Problem to solve:
Give back all of the data exactly. Leave nothing out.

(Point localization data)
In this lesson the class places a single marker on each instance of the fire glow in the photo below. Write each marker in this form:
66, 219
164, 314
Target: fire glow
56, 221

Solution:
In this lesson the class places a single marker on each instance of the fire glow in the photo below. Write each marker in this form:
66, 219
164, 314
Target: fire glow
56, 221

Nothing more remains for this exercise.